THE TASK:
Copy the records again, starting at the line that has "Seedling-scouting request: tag the blue mitten" and continuing through the last line of the records, and shift every coordinate in the answers up by 5. Reproduce the requests as well.

STORED ROWS:

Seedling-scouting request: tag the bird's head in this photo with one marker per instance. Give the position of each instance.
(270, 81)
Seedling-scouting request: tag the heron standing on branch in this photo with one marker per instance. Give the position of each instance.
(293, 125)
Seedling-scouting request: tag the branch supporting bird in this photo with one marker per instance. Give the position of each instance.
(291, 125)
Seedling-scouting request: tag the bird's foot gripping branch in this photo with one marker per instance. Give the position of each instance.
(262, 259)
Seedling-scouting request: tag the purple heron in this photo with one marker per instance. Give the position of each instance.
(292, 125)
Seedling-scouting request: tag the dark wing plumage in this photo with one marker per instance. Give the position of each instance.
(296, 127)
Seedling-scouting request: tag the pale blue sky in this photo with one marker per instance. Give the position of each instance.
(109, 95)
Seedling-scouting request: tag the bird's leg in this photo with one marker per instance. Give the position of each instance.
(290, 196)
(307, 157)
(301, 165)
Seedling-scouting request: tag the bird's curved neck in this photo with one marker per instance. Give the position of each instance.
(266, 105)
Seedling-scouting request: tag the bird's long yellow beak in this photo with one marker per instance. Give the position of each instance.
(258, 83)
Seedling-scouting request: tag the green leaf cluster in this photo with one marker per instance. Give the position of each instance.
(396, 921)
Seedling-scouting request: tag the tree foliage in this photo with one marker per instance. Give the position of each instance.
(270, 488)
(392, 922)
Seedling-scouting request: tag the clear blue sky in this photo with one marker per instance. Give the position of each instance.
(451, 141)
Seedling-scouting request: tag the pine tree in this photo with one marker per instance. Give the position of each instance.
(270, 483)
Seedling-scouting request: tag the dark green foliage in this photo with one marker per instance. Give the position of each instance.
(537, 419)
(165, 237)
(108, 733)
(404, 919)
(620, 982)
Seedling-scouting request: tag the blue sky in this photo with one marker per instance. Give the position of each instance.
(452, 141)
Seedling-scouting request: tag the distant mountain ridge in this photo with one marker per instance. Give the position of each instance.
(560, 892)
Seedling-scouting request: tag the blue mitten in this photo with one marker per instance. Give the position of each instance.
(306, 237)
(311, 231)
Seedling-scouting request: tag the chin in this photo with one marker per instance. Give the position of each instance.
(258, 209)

TASK RESPONSE:
Seedling-scouting request: tag the blue mitten in this photo with one marker per instance. Give the position of each instance.
(311, 242)
(316, 236)
Seedling-scouting request: tag the chin in this photo with one marker per instance. Give the position of each instance.
(263, 214)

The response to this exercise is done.